━━━ Excerpted data ━━━

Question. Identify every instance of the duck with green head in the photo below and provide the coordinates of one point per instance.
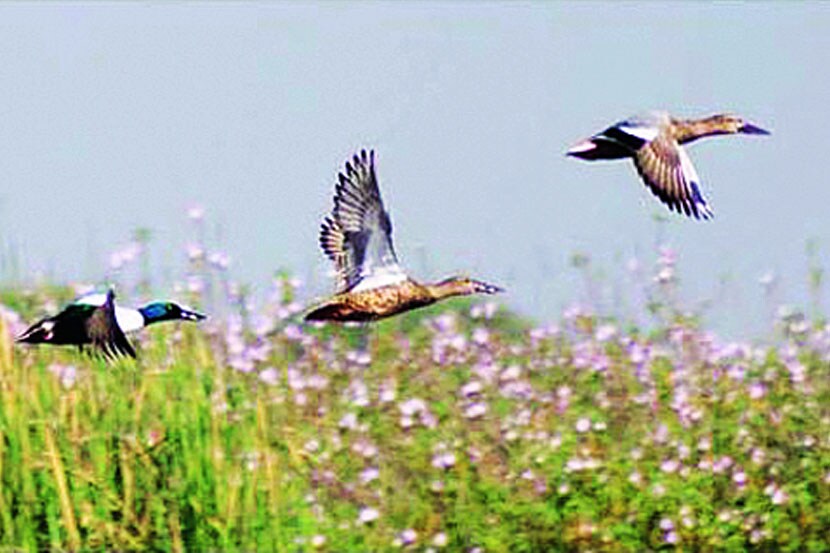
(95, 319)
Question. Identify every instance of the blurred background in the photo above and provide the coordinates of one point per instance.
(166, 129)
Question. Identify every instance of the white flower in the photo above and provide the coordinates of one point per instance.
(367, 515)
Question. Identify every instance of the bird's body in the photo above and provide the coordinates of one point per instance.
(95, 320)
(357, 237)
(654, 141)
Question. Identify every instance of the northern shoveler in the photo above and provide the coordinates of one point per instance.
(357, 237)
(95, 319)
(654, 142)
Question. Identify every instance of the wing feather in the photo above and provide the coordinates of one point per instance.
(357, 236)
(666, 169)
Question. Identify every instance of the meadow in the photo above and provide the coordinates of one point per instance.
(462, 427)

━━━

What is needed is an exact transcription of every entry, minus the pictures.

Question. Identify every instance of the duck with green head in the photo below and provide the coordinates of one point per instance.
(95, 319)
Question. Identify every instance of the blurred background in the photo above and provide the coordinates of one point per instance.
(166, 129)
Question. Identify every instance of the white flower in the photo above and provide the coordinates of one point per instance.
(367, 515)
Question. Identify every instance of the bird's body in the photo above and provide the coordinates of one point per instance.
(95, 320)
(357, 237)
(654, 141)
Question. Identify every instance of the northern shoveler in the photo above and provide the coordinates of one point per instance.
(357, 237)
(95, 319)
(654, 142)
Question. Identify every instance of the wing feather in the photo above and provide the coordinates of one point per instance.
(357, 236)
(666, 169)
Question. Identify every instance of the meadow in the photo above and provide the coordinates of one point per instance.
(462, 427)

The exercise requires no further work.